Provided text:
****

Trump’s tariffs spark 12% milk price crash. With 43% of dairy exports at risk, can farmers survive the trade war?
EXECUTIVE SUMMARY: The U.S. dairy industry faces mounting pressure as President Trump’s tariffs trigger a 12% milk price drop before implementation, jeopardizing $8.2B in annual exports. Mexico and Canada—which buy 43% of U.S. dairy exports—face retaliatory risks, while China’s 125% tariff hike worsens tensions. Farmers already report rising input costs (e.g., $21k steel tariff impacts) and potential annual losses up to $56k for mid-sized operations. Industry groups warn of long-term market damage, urging producers to hedge prices, diversify markets, and leverage USDA safety nets. The 90-day tariff pause offers fleeting relief, but survival hinges on rapid adaptation to volatile trade policies.
KEY TAKEAWAYS:
- Preemptive Price Plunge: Milk futures dropped 12% on tariff threats alone, outpacing 2018 trade war impacts.
- Export Addiction: 15-20% of U.S. milk production is exported, with Mexico ($2.47B) and Canada ($1.14B) as lifelines.
- Canada’s TRQ Trap: Despite USMCA, administrative barriers block U.S. access to Canada’s “0% tariff” quotas.
- Small Farm Crisis: Tariffs could slash $56k/year from mid-sized farms, exacerbating existing financial strains.
- Survival Playbook: Lock contracts, hedge prices, and target Southeast Asia to offset North American trade risks.
The U.S. dairy industry faces unprecedented challenges as new tariff policies threaten $8.2 billion in annual exports. With Mexico and Canada representing over 40% of export value, dairy producers must navigate market volatility while preparing for potentially prolonged trade disputes—all while milk prices have already dropped 12% since February.
As President Donald Trump implements aggressive trade policies, the U.S. dairy industry is walking a precarious tightrope. On April 9, 2025, Trump announced a 90-day pause on most tariffs while raising the tariff rate on Chinese imports to 125%. This strategic pivot comes after weeks of escalating tensions that began when Trump imposed 25% tariffs on all Canadian and Mexican goods on March 4.
Historical Context: We’ve Been Here Before
The current tariff scenario is like policies implemented during Trump’s first administration. During that period, tariffs significantly impacted milk prices, prompting federal compensation programs to offset losses for producers.

****

Data listing:

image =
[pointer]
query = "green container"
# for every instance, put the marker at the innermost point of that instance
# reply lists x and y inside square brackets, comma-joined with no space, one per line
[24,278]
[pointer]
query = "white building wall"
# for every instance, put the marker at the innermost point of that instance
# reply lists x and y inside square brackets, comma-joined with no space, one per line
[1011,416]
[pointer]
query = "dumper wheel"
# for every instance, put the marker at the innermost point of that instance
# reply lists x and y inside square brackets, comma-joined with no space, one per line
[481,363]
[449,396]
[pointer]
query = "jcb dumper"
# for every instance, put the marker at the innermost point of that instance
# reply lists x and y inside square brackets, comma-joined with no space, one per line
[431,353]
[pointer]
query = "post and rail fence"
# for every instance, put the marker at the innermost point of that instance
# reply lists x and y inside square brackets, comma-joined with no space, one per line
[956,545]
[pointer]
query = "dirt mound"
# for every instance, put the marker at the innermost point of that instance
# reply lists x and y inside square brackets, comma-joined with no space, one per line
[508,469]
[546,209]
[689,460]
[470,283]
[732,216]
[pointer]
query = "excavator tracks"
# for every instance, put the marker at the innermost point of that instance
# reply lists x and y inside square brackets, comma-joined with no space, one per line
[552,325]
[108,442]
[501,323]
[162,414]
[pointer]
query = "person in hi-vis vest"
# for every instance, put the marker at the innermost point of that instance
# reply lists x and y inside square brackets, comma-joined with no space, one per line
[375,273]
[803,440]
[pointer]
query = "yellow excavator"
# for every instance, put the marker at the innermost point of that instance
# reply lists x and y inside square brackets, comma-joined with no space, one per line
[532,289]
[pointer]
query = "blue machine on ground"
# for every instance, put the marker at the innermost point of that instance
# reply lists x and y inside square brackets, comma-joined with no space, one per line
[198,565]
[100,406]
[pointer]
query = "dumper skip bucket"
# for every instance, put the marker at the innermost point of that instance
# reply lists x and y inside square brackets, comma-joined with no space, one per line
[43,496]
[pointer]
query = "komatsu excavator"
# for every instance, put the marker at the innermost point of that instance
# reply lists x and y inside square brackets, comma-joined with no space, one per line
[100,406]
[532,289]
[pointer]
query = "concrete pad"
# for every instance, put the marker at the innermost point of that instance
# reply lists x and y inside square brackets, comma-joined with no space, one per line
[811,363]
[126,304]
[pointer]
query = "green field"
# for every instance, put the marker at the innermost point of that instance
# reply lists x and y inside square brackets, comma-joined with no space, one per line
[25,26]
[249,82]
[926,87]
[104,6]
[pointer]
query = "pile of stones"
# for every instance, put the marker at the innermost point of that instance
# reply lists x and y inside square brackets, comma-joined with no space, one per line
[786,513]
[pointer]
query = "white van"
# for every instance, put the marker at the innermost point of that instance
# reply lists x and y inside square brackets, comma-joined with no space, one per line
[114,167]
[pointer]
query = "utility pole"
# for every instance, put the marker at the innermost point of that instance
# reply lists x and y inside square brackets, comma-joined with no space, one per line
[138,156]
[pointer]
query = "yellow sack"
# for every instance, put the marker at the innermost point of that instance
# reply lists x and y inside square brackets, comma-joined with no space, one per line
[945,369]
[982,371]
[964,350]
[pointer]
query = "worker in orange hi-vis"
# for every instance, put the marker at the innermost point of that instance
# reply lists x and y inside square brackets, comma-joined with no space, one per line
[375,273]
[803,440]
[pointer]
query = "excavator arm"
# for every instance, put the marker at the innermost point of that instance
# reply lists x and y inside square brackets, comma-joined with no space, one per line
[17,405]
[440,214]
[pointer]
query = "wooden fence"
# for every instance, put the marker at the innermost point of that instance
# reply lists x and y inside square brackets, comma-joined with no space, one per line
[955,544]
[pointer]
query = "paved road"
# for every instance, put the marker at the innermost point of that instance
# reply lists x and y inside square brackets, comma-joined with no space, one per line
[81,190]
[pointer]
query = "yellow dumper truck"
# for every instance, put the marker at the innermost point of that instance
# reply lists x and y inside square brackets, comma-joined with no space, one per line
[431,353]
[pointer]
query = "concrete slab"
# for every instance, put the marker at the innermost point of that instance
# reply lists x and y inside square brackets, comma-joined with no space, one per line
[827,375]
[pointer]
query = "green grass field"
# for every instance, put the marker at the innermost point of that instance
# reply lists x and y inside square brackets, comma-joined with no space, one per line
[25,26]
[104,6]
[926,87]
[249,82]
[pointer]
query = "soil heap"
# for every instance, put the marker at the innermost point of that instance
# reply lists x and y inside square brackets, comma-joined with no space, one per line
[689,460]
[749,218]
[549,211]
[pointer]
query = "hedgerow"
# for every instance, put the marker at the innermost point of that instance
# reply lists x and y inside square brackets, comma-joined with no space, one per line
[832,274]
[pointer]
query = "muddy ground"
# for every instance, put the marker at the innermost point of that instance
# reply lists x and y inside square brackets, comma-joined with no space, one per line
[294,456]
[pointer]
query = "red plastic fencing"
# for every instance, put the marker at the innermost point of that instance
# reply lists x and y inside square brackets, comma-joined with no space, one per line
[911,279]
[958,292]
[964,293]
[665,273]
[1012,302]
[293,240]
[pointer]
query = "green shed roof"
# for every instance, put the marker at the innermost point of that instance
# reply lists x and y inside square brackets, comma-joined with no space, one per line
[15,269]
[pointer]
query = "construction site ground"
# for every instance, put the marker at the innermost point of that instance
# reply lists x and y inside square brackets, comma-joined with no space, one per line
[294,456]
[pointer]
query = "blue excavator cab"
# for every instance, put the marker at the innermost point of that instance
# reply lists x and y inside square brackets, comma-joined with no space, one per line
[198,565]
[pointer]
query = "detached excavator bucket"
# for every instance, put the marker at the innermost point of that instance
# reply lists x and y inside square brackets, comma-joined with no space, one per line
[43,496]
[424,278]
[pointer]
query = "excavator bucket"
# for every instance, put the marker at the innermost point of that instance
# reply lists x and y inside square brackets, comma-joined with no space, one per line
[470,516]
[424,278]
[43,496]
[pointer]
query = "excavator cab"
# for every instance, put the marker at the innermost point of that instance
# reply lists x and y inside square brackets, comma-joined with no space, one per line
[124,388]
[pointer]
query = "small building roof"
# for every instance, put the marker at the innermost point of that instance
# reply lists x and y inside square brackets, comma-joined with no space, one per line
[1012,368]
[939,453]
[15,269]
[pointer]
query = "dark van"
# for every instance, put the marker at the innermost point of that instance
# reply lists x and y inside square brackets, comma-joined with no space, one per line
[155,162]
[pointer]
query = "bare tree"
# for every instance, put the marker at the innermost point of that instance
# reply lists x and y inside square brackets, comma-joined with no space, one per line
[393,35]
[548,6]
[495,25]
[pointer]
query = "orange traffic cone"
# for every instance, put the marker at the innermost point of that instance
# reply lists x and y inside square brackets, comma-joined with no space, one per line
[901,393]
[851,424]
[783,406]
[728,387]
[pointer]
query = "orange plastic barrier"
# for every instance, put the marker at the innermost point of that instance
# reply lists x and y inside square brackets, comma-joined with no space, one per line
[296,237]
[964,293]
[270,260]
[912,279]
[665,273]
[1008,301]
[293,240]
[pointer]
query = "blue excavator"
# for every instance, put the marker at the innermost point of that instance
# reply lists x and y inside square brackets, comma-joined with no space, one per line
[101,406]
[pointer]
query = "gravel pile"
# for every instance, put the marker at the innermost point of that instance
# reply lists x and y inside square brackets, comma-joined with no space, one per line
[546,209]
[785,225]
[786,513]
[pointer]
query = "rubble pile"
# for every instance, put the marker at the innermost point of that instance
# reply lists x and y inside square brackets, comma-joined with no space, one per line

****

Tasks for this exercise:
a – Can you sum up the dairy tariff article in two sentences?
b – Could you reproduce the dairy tariff article word for word from "The U.S. dairy industry faces unprecedented" to "12% since February."?
This data has nothing to do with the dairy tariff article.

Results:
a – President Trump's tariffs have already pushed milk prices down 12% and put $8.2 billion in annual U.S. dairy exports at risk, with Mexico and Canada buying 43% of those exports and China's tariff raised to 125%. Industry groups urge producers to hedge prices, diversify markets, and use USDA safety nets, while the 90-day tariff pause offers only fleeting relief.

b –
The U.S. dairy industry faces unprecedented challenges as new tariff policies threaten $8.2 billion in annual exports. With Mexico and Canada representing over 40% of export value, dairy producers must navigate market volatility while preparing for potentially prolonged trade disputes—all while milk prices have already dropped 12% since February.